━━ Available data
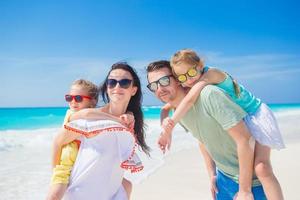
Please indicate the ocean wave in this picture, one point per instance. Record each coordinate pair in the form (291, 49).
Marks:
(17, 139)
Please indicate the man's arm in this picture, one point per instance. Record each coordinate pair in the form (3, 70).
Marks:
(188, 101)
(63, 138)
(211, 169)
(230, 116)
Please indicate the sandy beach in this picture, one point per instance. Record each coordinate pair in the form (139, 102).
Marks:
(184, 176)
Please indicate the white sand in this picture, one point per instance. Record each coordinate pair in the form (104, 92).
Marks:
(184, 176)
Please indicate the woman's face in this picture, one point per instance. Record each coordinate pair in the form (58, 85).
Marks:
(120, 86)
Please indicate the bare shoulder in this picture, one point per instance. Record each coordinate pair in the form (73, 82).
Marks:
(214, 76)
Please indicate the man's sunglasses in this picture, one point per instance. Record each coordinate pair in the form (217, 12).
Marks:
(77, 98)
(163, 81)
(192, 72)
(123, 83)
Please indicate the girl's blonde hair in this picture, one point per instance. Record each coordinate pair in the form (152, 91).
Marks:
(186, 56)
(190, 57)
(91, 88)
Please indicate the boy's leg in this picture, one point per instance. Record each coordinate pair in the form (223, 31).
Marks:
(264, 172)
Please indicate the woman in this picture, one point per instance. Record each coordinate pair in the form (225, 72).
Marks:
(97, 173)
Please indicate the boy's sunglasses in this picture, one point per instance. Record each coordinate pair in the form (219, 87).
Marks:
(192, 72)
(77, 98)
(163, 81)
(123, 83)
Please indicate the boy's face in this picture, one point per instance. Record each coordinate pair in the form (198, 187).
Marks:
(164, 93)
(85, 103)
(188, 73)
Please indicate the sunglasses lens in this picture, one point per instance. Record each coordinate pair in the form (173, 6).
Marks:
(164, 81)
(181, 78)
(68, 98)
(78, 98)
(125, 83)
(111, 83)
(192, 72)
(152, 86)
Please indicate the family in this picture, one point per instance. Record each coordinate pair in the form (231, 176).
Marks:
(235, 130)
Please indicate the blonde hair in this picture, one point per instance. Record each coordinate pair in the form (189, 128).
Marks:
(190, 57)
(91, 88)
(186, 56)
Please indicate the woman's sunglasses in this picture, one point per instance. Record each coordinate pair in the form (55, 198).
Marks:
(77, 98)
(163, 81)
(123, 83)
(192, 72)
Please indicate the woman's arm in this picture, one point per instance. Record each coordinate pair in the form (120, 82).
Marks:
(92, 114)
(63, 138)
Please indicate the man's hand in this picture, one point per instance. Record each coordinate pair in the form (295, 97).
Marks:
(213, 186)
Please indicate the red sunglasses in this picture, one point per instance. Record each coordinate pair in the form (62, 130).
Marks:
(77, 98)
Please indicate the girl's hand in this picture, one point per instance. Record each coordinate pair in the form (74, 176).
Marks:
(243, 196)
(128, 120)
(164, 142)
(168, 124)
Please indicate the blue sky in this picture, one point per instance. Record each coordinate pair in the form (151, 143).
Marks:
(45, 45)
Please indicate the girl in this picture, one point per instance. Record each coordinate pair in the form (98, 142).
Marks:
(190, 71)
(83, 94)
(97, 173)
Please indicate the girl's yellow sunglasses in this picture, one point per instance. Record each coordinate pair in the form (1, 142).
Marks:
(192, 72)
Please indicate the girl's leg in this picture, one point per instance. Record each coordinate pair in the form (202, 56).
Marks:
(127, 186)
(56, 191)
(264, 172)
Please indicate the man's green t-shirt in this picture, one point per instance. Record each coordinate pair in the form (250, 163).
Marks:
(208, 120)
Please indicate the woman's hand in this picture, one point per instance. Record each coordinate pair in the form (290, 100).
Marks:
(164, 142)
(128, 120)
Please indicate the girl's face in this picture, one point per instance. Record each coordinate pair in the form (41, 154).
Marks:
(85, 103)
(120, 86)
(187, 74)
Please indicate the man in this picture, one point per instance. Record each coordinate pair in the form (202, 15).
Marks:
(224, 140)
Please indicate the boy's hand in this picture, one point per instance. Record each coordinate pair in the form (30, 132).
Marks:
(213, 187)
(128, 120)
(165, 141)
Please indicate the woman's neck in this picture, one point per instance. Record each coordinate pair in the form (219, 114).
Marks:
(116, 109)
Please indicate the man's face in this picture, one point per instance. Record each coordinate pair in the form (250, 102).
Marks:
(164, 93)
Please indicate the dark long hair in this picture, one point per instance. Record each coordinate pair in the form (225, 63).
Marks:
(135, 103)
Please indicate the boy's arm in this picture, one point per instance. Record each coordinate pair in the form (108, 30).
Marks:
(188, 101)
(63, 138)
(92, 114)
(245, 150)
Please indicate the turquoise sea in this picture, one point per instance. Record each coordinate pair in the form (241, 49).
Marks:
(49, 117)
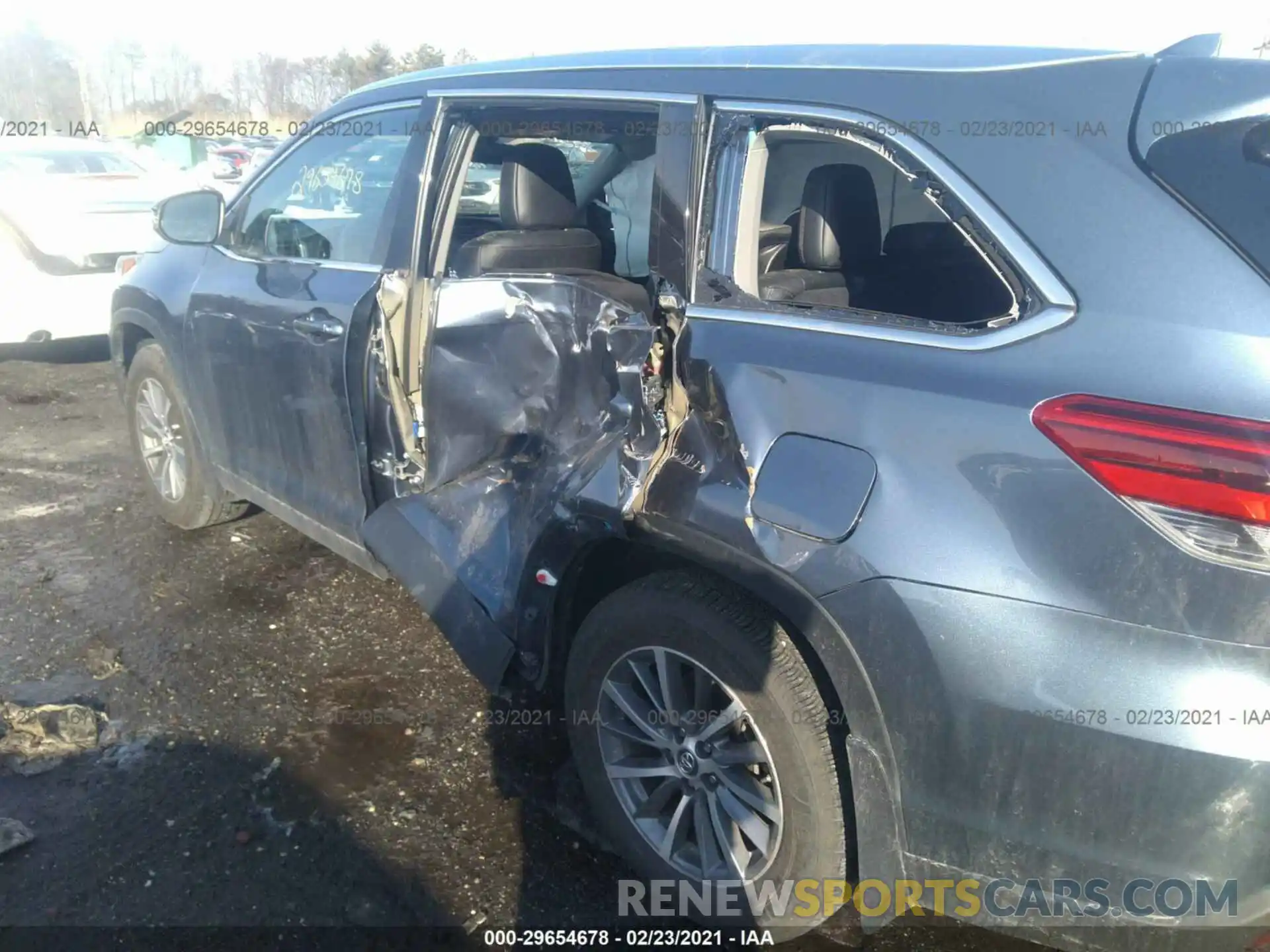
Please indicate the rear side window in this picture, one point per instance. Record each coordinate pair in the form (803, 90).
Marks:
(1222, 171)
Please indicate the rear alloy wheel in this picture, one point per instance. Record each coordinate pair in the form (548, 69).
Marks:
(178, 477)
(702, 743)
(689, 766)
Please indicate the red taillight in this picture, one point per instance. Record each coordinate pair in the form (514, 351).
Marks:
━━━━
Description of the task:
Return each line exactly as written. Any picture gets left out.

Output of the exercise:
Please indicate the ocean wave in this picture, one point per instance. Record each coordinate pair in the form (291, 49).
Marks:
(17, 139)
Please indicate the man's arm in this picture, one point per instance. Record each coordinate pair in the form (3, 70).
Marks:
(188, 101)
(63, 138)
(211, 169)
(230, 116)
Please indicate the sandy beach in this picture, one point per instance. Record each coordinate pair in the form (139, 102).
Marks:
(184, 176)
Please indicate the white sand in this picture, one point per instance. Record each coordinate pair in the form (104, 92).
Marks:
(184, 176)
Please indicate the woman's face in this picture, one point per instance. Record each coordinate pair in the form (58, 85).
Marks:
(120, 86)
Please indicate the bare shoulder in this picture, one point per instance. Record each coordinate pair in the form (73, 82).
Marks:
(214, 76)
Please indicate the man's sunglasses in this picture, one point per instance. Record each coordinate pair in the form (217, 12).
Marks:
(77, 98)
(163, 81)
(192, 72)
(123, 83)
Please indicate the girl's blonde hair in this picture, one point per instance. Record each coordinate pair in the form (152, 91).
Marks:
(186, 56)
(190, 57)
(91, 88)
Please indicate the boy's leg in this picture, one point per instance. Record each coordinate pair in the form (223, 31).
Marks:
(264, 172)
Please indicate the woman in this picture, one point per instance. Record each coordinate pair in the form (225, 72).
Marks:
(97, 173)
Please indicate the boy's sunglasses in this picture, one point per instance. Record each coordinate pair in the form (219, 87).
Marks:
(192, 72)
(77, 98)
(163, 81)
(123, 83)
Please indicate the boy's face in this picture, one point per instance. Record each coordinate pair in the form (198, 187).
Marks:
(164, 93)
(85, 103)
(188, 73)
Please indicate the sunglasses lens in this picture, one point per instance. Record each coordinate pair in the form (173, 6).
Marks:
(164, 81)
(181, 78)
(68, 98)
(78, 98)
(125, 83)
(111, 83)
(192, 72)
(152, 86)
Please indicate the family in this picture, one point per instance. Record each coordinate pair in the form (231, 176).
Marks:
(235, 130)
Please indicate the blonde hair in this picture, one point per instance. Record each coordinate pair in the form (189, 128).
Marks:
(190, 57)
(91, 88)
(186, 56)
Please indicate the woman's sunglasses in this picture, one point per instance. Record each coordinate pair in the form (55, 198).
Marks:
(77, 98)
(163, 81)
(123, 83)
(192, 72)
Please indicate the woman's arm in this picture, one point per instance. Record each coordinate pair in the form (120, 82).
Marks:
(92, 114)
(63, 138)
Please indicate the man's hand in this picture, one point per instance. Record each coordinate pair in the form (295, 97).
Marks:
(213, 186)
Please indicate the red sunglasses in this picture, one point per instance. Record each coordinate pair in the form (62, 130).
Marks:
(77, 98)
Please indicate the girl's hand in this picture, one point per instance. Record each coordinate pair in the form (74, 176).
Marks:
(243, 196)
(128, 120)
(164, 142)
(168, 124)
Please indicate the blue sky in this picture, one point per instance. Record each coordinate pair in the form (151, 143).
Marks:
(45, 45)
Please indicate the girl in this picture, one point per instance. Record each coordinate pair in the form (98, 142).
Marks:
(190, 71)
(83, 94)
(97, 173)
Please indicate the girl's yellow sunglasses in this picture, one point per instance. Record each coordinate pair in the form (1, 142).
Marks:
(192, 72)
Please indicate the girl's leg in this picture, one point per instance. Record each coordinate pair in the form (202, 56).
Marks:
(127, 186)
(56, 191)
(264, 172)
Please indicate the man's green t-shirt in this picture, one point per instance. Record each coordinate pair in the form (250, 163).
Marks:
(208, 120)
Please indicate the woman's hand in this picture, one point per instance. Record each coordinate pair in the form (290, 100).
Marks:
(164, 142)
(128, 120)
Please indicate the girl's face in this picture, one point per instance. Record each coordinate pair in the form (41, 154).
Marks:
(85, 103)
(120, 86)
(187, 74)
Please indicate the man in this picture, one point per instance. Record each coordinate pair in the form (202, 15).
Marks:
(224, 140)
Please indicate the boy's hand in this picture, one point per instance. Record each coordinate pair in the form (30, 132).
Marks:
(213, 187)
(128, 120)
(165, 141)
Please indicate the woman's neck in this picture, one point per instance. Record each coordinate pair in the form (219, 114).
Marks:
(116, 109)
Please indicate the man's face in this picture, one point per instance. Record each coordinate pair in the form (250, 102).
Marks:
(164, 93)
Please indicate the dark long hair in this picture, one point per instance. Record each coordinate pair in the form (225, 63).
Marks:
(135, 103)
Please indicate the boy's arm in this picture, one point per instance. Record each coordinate pair in the form (108, 30).
Marks:
(188, 101)
(63, 138)
(92, 114)
(245, 150)
Please indicate the turquoise sea in this picture, one point per instance. Record each coordinate pair in the form (241, 49).
Marks:
(49, 117)
Please indicate the rear side window in this picture, one point per instance. Record each coordinate pair in the form (803, 90).
Marks:
(1222, 171)
Please indicate the rear alloy wheel in this picture, one point per instance. Record each coordinate pair in the form (548, 69).
Marks:
(178, 477)
(702, 743)
(689, 766)
Please indicate the red taillight in this picture, one point per instance. Record each coordinate pair in the form (514, 351).
Marks:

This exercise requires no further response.